# Roof Rack Installation



## PeterMills (Sep 1, 2006)

*I have fitted a packline to my UK Phaeton using the VW (Thule) roof track*









I made my own slide in stainless fixings to secure the packline to the frame.
Fuel consumption from here to Switzerland dropped from 37.6mpg to 32mpg (UK gallons) with the packline, winter Pirelli's and colder air. I assume that the packline was mainly responsible. Also external wind noise increased a little, mainly wind around the rack and packline I think but also perhaps the winter tyres a little.
PETER M



_Modified by PeterMills at 12:31 AM 3-4-2007_


----------



## M1LUM (Apr 2, 2006)

Peter
Tell us more ! please. What was it that you manufactured yourself (and how).
I may become a customer of yours.
Best regards
Terry


----------



## PeterMills (Sep 1, 2006)

*Re: (M1LUM)*

The roof rack (only) is around £200 from VW dealers. It is Thule product, but Thule resellers cannot supply. The roof rack fits ONLY on SWB Phaetons, the LWB has no roof fixings Pan European advised a while ago.
The packline is made in Sweden, we have had it for 19 years buying one of the first imported. It is a very well built glass fibre product, which looks made for the Phaeton. They have a Swedish Website http://www.packline.se/norge/produ org.htm but I fear no UK importer any more. HOWEVER, no worries, if you cannot get one, s/h or new, there is a Thule Spirit 820 product that in black gloss looks nearly as good. One helpful supplier is:
http://www.roofracks.co.uk/mai...t.htm
VW also supply a box according to the 2006 UK Brochure ref. 000 071 175, but this is actually a Thule X1-box:
http://www.roofracks.co.uk/mai...e.htm
pretty ugly I would say.
If you go for the Spirit, or X1 Box they just clip onto the roof bars. If you get a packline then you need to make fixings. If you want to take the latter route message me a telephone number (Skype if you have it) and I will call and explain what we did, but it was two days work plus materials - I was very particular about the fixings being safe. I wouldn't supply others but I would try to help.
PETER M 



_Modified by PeterMills at 1:19 AM 6-19-2007_


----------



## stjarna (Aug 18, 2005)

*Re: (PeterMills)*

Peter - I think you ALMOST got the picture posting right -- you apparently inverted the photo at the vertical: if you look closely, you can see that the steering wheel is on the passenger's side of the car instead of the driver's side. Please correct and repost.


----------



## FootSore (Aug 22, 2006)

As mentioned in another post I recently bought a roof rack. I thought I would take photos and document installation in case anyone is interested. I will also add some info I wanted to know before I bought them that the dealer couldn't tell me.
Max Roof Weight 100kg
Weight of bars 5kg
Bars are oval shaped in cross section with T-Track.

* Problems to solve *
1. Reproduce the passage of the roof rack thread starting with "Fuel consumption from" and going on through "(Apr 2, 2006)", substituting "roof box" for "packline".
2. Render this sentence from the roof rack thread in German: "I assume that the packline was mainly responsible."
The material after this sentence stands apart from the roof rack thread.

* Location identification items *
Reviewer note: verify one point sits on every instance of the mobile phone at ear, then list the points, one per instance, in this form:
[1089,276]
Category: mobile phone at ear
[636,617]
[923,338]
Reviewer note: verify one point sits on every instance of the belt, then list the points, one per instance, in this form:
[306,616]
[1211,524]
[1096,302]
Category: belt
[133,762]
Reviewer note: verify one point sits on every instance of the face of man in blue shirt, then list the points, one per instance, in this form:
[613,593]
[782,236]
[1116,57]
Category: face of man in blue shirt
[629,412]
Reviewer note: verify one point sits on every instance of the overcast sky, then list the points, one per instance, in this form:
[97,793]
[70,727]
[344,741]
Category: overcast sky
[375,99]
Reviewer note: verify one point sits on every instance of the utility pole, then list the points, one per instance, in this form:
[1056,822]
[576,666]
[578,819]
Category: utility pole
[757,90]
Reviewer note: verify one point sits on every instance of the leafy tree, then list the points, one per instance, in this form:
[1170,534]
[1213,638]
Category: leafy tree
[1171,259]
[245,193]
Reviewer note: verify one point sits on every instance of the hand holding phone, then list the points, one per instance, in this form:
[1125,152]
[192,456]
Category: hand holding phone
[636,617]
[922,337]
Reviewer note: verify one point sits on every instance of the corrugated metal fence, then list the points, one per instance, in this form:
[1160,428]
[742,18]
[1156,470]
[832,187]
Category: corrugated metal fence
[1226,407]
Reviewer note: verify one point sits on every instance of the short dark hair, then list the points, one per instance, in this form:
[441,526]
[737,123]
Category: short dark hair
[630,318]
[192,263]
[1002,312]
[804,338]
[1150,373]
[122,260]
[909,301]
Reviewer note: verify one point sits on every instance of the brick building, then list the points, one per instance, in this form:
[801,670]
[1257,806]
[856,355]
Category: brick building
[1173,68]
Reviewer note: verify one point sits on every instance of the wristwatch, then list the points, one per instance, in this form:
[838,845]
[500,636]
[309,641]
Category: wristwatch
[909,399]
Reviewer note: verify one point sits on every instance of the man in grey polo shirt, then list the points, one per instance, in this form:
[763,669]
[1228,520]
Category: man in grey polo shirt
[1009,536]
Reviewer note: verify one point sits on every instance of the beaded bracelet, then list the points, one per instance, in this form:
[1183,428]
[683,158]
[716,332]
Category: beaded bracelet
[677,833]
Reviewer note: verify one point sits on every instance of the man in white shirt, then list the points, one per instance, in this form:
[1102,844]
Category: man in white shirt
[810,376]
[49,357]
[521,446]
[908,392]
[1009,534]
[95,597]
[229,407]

* Task-by-task outputs *
1.
Fuel consumption from here to Switzerland dropped from 37.6mpg to 32mpg (UK gallons) with the roof box, winter Pirelli's and colder air. I assume that the roof box was mainly responsible. Also external wind noise increased a little, mainly wind around the rack and roof box I think but also perhaps the winter tyres a little.
PETER M



_Modified by PeterMills at 12:31 AM 3-4-2007_


----------



## M1LUM (Apr 2, 2006)

2. Ich nehme an, dass die Packline hauptsächlich dafür verantwortlich war.